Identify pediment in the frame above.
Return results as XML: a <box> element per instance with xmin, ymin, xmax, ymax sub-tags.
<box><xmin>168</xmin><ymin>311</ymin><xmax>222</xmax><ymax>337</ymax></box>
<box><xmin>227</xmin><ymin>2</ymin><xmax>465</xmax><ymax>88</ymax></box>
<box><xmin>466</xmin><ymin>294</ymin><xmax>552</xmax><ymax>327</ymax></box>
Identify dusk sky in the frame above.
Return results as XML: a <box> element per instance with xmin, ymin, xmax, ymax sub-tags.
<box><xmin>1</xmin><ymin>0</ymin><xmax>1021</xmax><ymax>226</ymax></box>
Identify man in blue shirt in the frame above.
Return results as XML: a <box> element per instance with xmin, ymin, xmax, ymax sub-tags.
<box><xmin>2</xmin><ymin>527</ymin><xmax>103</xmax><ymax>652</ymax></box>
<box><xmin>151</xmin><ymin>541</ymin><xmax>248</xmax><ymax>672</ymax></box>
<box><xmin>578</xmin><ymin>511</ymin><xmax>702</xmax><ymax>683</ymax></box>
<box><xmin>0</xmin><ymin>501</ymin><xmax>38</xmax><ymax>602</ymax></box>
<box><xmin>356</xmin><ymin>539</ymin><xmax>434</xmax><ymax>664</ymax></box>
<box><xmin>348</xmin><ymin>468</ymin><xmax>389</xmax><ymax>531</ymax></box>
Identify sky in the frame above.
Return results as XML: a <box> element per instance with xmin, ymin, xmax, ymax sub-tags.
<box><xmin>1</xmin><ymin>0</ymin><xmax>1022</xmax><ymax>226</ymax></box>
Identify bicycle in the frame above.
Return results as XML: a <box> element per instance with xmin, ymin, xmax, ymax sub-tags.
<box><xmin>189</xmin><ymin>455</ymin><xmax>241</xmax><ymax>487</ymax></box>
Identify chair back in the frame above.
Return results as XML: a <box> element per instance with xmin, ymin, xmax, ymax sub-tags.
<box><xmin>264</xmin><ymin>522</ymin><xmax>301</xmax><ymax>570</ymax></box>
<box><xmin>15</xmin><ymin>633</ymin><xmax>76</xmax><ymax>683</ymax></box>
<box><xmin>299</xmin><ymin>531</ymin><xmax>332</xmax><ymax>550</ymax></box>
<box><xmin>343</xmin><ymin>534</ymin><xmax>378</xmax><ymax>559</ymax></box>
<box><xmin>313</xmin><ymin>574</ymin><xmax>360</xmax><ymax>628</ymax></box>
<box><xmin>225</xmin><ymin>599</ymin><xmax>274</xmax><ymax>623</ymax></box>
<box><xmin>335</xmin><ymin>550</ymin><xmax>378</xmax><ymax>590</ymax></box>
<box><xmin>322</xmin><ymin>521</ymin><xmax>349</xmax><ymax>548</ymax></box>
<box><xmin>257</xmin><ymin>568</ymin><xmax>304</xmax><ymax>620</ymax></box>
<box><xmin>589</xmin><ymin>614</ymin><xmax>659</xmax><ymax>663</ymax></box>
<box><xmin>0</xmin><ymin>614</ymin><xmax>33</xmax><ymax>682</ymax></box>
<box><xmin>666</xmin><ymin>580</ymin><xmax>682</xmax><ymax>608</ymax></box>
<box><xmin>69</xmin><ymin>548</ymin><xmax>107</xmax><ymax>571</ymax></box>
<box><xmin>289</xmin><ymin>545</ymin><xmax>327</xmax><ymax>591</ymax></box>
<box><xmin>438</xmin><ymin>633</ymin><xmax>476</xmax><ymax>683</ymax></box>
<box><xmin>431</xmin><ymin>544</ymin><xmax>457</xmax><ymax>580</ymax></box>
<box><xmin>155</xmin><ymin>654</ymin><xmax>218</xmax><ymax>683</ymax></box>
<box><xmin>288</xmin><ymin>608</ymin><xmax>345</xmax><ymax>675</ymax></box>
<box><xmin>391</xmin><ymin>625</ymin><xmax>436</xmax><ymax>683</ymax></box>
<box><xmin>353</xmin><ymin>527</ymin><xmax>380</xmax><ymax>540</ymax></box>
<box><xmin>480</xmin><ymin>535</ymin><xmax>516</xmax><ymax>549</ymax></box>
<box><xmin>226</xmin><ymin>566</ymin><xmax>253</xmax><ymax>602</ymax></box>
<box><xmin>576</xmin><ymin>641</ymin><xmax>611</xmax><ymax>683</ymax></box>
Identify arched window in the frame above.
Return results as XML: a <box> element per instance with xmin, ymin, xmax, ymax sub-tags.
****
> Assignment:
Exactly the lines from the one containing "Identify arched window in the frame above." through the last line of the records are to be transcribed, both endpoints included.

> Solution:
Identify arched window in the frame above.
Return results as XML: a <box> element per instance with xmin, ymin, xmax, ymax sub-tags.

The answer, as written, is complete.